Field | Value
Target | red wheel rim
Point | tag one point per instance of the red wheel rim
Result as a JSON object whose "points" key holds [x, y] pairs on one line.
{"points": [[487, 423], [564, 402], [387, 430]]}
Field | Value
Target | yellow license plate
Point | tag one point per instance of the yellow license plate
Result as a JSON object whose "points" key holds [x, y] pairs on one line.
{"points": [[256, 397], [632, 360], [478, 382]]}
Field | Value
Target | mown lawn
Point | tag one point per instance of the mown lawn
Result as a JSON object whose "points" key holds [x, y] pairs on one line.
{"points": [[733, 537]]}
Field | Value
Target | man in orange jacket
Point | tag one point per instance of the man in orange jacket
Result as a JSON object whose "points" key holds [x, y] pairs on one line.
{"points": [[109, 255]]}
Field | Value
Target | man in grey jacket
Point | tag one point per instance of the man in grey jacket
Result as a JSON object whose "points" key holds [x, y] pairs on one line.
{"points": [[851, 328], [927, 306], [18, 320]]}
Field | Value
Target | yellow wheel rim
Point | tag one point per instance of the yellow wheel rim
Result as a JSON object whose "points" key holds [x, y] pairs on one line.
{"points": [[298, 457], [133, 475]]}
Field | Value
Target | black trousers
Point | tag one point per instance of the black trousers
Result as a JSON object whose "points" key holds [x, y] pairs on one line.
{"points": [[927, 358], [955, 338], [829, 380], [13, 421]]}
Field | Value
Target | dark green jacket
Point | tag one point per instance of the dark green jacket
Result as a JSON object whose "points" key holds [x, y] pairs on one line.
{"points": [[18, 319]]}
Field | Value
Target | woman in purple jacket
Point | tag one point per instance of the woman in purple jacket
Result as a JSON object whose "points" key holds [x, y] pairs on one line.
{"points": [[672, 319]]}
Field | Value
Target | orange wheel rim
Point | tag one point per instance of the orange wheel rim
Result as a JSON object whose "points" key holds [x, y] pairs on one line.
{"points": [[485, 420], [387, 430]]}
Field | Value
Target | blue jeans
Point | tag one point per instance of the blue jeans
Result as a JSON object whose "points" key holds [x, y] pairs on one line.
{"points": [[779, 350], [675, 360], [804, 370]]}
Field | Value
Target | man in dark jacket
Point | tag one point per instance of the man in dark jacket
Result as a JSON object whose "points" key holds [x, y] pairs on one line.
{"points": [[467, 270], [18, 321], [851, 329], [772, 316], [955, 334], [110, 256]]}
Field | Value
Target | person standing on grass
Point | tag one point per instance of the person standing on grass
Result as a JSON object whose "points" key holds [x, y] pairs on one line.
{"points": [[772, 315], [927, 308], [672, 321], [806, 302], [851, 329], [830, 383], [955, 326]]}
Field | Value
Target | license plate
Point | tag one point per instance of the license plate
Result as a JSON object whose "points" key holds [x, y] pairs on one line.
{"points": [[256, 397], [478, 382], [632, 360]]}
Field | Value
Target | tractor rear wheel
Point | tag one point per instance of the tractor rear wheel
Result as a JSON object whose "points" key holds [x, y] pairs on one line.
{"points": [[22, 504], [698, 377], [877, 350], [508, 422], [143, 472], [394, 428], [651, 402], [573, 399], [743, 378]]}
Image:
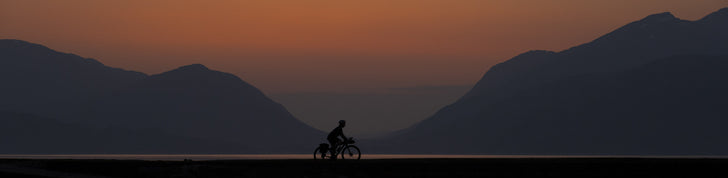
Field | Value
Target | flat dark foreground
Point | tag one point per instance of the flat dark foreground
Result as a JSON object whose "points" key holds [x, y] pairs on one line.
{"points": [[501, 167]]}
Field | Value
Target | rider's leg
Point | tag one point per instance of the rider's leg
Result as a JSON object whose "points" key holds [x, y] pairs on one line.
{"points": [[333, 143]]}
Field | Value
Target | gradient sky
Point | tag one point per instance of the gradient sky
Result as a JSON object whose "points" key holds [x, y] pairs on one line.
{"points": [[385, 63]]}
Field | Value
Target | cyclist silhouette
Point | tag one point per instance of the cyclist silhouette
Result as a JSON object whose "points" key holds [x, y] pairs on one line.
{"points": [[333, 136]]}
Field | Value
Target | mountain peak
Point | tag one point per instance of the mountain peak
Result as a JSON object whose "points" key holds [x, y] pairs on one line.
{"points": [[193, 67], [661, 17], [19, 44]]}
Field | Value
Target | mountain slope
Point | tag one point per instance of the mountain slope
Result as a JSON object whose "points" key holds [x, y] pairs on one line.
{"points": [[194, 101], [650, 87], [191, 109], [43, 81]]}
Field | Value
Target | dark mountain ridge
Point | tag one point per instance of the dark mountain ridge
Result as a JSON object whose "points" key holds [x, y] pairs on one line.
{"points": [[651, 87], [197, 109]]}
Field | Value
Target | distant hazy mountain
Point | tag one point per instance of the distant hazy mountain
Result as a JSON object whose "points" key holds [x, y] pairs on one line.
{"points": [[654, 86], [190, 109]]}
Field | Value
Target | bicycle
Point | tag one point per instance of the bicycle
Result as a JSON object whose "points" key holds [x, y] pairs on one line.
{"points": [[347, 151]]}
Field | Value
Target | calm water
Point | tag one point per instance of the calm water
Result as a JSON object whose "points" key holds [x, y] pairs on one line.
{"points": [[298, 156]]}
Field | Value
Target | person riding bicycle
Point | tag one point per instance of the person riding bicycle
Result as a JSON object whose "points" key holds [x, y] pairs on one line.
{"points": [[333, 136]]}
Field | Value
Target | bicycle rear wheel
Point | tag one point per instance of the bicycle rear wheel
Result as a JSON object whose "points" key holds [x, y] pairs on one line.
{"points": [[351, 152]]}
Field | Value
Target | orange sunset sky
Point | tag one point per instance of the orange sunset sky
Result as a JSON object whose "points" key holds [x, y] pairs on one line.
{"points": [[336, 46]]}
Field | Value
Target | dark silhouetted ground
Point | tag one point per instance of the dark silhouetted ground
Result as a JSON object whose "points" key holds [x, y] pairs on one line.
{"points": [[505, 167]]}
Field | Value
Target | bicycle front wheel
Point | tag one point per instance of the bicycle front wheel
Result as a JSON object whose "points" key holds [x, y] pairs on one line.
{"points": [[351, 152], [318, 155]]}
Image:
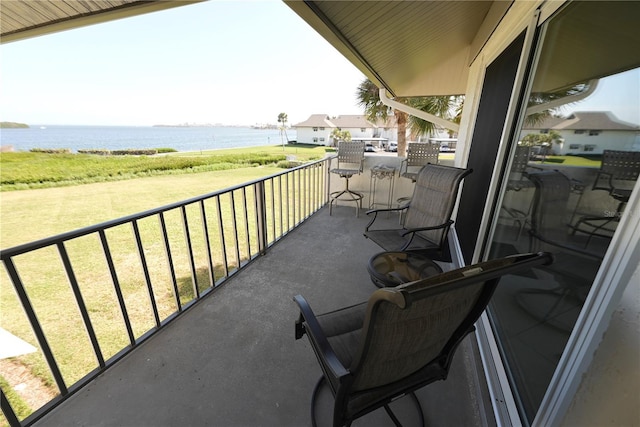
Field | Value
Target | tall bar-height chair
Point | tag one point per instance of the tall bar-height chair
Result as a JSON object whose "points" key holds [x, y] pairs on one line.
{"points": [[350, 162], [418, 155], [517, 181]]}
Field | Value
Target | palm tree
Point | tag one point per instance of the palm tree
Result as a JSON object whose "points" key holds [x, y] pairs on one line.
{"points": [[448, 107], [282, 118]]}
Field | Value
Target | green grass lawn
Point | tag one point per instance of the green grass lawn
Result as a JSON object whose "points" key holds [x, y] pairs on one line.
{"points": [[32, 214], [30, 170]]}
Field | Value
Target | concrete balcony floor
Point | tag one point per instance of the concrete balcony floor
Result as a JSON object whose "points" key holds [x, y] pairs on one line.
{"points": [[232, 360]]}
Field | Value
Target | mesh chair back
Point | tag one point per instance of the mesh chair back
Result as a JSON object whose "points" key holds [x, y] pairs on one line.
{"points": [[434, 197], [410, 326]]}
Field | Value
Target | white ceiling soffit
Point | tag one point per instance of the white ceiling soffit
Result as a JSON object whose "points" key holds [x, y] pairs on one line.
{"points": [[21, 19], [411, 48], [583, 31]]}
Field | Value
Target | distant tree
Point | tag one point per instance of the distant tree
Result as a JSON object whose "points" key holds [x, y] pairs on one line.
{"points": [[537, 98], [282, 119], [340, 135], [447, 107], [368, 97]]}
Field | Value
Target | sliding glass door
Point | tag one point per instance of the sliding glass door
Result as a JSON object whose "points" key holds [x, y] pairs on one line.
{"points": [[572, 167]]}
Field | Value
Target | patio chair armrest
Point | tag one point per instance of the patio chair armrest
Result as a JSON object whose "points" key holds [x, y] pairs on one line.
{"points": [[320, 343], [433, 227], [374, 212]]}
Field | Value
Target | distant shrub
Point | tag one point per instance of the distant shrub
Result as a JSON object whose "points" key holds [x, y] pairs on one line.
{"points": [[98, 151], [134, 152], [51, 150]]}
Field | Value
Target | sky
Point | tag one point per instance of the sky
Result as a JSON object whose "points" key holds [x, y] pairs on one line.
{"points": [[234, 63], [226, 62]]}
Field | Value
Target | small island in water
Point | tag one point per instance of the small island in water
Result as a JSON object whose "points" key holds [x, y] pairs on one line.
{"points": [[13, 125]]}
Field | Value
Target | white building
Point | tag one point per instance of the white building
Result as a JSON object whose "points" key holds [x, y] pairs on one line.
{"points": [[588, 132]]}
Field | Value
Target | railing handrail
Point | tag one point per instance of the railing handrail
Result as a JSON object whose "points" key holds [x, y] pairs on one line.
{"points": [[73, 234]]}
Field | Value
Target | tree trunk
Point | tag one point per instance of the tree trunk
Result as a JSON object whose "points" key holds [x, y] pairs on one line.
{"points": [[401, 120]]}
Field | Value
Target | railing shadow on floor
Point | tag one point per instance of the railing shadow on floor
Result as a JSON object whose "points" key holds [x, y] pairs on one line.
{"points": [[146, 269]]}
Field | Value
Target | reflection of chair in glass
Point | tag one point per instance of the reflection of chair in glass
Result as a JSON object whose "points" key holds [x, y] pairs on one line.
{"points": [[402, 338], [428, 215], [418, 155], [350, 162], [617, 175], [518, 181], [575, 267]]}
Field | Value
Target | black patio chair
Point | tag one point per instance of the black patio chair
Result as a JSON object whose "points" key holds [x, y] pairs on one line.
{"points": [[618, 174], [427, 217], [402, 338]]}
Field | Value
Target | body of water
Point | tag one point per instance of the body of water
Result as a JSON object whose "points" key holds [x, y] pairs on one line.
{"points": [[135, 137]]}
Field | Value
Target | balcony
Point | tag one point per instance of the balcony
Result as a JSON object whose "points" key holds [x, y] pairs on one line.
{"points": [[231, 358]]}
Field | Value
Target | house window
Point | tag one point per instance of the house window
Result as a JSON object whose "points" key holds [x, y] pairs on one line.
{"points": [[533, 314]]}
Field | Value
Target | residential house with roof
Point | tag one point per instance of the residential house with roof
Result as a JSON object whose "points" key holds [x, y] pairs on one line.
{"points": [[318, 127], [315, 130], [588, 132], [558, 345]]}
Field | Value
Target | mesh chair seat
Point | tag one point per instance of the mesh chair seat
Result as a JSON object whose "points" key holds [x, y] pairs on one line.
{"points": [[427, 217], [350, 163], [418, 155], [402, 338]]}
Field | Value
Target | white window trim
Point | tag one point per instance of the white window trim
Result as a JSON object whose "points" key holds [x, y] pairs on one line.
{"points": [[617, 268]]}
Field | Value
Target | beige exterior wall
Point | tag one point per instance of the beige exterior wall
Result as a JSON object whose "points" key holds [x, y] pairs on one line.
{"points": [[608, 394]]}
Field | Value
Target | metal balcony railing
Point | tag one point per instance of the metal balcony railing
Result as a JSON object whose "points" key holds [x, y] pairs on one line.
{"points": [[131, 276]]}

....................

Required task:
Show each line above that contains the word "armrest".

Answer below:
Target | patio chair armrest
Point | tag one point per instance of the patio chair armrest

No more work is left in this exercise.